Problem to work on
Starting at the line that contains "Expected output: the position of each instance of the eroded", restate every line word for word through the end of the entries.

Provided data

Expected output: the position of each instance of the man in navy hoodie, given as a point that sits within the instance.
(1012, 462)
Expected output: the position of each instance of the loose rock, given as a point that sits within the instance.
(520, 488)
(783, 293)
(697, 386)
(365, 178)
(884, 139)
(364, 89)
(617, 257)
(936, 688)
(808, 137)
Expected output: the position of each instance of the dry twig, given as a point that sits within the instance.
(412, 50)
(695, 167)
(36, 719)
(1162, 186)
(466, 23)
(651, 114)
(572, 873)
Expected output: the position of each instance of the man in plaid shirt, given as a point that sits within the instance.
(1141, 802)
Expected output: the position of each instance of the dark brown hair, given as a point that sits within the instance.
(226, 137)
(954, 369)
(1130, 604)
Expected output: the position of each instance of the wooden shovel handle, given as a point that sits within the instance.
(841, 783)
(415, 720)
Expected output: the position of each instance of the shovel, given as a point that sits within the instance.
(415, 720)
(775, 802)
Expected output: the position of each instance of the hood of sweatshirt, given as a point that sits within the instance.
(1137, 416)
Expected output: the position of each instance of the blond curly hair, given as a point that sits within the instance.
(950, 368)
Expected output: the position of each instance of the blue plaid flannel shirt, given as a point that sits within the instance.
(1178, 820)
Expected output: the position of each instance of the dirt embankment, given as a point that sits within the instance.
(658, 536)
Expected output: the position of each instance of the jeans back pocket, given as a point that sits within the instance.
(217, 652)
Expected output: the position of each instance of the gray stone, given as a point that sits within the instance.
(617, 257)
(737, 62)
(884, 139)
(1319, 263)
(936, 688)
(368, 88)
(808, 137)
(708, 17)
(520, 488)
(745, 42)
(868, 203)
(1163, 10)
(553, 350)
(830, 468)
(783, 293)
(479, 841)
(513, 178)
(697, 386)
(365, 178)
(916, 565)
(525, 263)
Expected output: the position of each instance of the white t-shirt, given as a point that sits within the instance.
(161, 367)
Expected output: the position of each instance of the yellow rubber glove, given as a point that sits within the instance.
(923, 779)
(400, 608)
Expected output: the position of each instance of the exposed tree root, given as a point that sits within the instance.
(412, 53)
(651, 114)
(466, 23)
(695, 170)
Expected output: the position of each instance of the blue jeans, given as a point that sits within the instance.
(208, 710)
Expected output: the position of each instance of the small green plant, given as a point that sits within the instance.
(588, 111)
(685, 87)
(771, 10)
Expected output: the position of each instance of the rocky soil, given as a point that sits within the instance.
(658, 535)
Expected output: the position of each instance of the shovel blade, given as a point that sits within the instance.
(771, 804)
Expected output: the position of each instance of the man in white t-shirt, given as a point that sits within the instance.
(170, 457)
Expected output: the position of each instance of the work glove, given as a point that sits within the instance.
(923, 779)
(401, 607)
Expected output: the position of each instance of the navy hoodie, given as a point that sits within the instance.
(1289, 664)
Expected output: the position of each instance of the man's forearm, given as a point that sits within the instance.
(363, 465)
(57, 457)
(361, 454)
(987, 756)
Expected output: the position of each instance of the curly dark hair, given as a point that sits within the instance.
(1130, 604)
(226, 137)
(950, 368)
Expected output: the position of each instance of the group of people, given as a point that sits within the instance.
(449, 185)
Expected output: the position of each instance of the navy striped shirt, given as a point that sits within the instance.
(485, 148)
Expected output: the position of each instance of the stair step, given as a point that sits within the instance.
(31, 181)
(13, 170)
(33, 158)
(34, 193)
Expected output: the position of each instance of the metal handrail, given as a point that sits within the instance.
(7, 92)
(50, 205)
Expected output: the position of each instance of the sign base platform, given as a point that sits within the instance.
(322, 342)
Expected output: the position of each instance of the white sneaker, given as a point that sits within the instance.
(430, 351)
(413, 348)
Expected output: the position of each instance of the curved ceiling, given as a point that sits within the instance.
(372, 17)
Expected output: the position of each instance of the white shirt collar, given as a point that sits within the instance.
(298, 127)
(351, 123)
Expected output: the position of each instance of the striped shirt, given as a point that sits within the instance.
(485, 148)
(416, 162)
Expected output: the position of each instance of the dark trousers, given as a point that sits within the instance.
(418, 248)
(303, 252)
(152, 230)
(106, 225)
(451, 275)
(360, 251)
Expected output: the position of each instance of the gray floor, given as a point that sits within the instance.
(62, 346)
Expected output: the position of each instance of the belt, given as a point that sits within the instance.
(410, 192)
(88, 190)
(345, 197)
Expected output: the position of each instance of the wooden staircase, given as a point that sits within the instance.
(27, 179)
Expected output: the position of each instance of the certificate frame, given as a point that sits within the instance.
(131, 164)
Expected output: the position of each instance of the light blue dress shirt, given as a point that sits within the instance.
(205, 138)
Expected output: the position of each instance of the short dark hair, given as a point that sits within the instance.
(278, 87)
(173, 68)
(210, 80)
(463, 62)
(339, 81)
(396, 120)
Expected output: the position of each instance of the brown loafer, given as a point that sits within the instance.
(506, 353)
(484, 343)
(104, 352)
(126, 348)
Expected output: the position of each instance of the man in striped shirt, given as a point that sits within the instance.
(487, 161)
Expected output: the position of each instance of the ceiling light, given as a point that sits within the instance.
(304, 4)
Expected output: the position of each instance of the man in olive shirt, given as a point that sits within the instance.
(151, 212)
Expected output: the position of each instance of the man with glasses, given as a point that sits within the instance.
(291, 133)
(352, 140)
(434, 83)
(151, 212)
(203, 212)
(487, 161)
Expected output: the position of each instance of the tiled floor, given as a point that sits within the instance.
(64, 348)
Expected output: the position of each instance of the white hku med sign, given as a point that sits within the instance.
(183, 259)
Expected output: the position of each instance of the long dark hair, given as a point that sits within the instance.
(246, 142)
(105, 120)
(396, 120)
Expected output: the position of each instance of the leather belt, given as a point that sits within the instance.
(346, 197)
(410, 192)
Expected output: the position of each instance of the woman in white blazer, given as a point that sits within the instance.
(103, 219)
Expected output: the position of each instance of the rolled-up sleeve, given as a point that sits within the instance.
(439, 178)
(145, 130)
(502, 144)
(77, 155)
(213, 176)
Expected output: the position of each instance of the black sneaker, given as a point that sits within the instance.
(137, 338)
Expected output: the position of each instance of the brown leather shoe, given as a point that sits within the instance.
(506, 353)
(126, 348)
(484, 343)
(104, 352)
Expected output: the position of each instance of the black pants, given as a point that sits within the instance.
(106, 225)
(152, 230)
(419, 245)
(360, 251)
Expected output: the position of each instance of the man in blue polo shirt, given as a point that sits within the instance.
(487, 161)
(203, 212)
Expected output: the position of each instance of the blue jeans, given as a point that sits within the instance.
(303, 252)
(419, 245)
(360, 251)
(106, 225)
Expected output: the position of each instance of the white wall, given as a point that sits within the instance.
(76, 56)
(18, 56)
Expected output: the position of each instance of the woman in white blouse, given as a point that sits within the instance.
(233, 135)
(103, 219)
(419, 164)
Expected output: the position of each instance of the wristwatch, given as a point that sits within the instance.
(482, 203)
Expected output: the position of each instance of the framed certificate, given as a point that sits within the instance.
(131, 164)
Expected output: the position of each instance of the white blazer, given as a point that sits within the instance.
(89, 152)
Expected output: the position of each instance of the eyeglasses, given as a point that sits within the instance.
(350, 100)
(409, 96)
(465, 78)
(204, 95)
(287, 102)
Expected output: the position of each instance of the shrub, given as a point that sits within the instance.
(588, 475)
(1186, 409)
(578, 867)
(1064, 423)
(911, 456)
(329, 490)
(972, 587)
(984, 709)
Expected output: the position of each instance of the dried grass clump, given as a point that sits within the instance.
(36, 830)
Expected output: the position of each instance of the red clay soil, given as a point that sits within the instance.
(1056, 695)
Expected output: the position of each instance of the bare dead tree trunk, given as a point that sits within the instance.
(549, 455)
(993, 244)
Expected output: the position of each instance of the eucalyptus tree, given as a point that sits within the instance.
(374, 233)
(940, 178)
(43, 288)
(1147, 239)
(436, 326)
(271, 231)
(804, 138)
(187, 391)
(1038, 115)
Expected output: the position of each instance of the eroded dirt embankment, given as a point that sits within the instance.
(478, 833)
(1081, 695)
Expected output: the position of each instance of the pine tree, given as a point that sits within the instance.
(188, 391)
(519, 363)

Solution to this task
Expected output: the position of each instance of the eroded dirt embankment, given as a point that sits within the instance.
(478, 833)
(1081, 695)
Expected output: the position of each instance of the pine tree, given as a point that sits within the instance.
(188, 391)
(519, 363)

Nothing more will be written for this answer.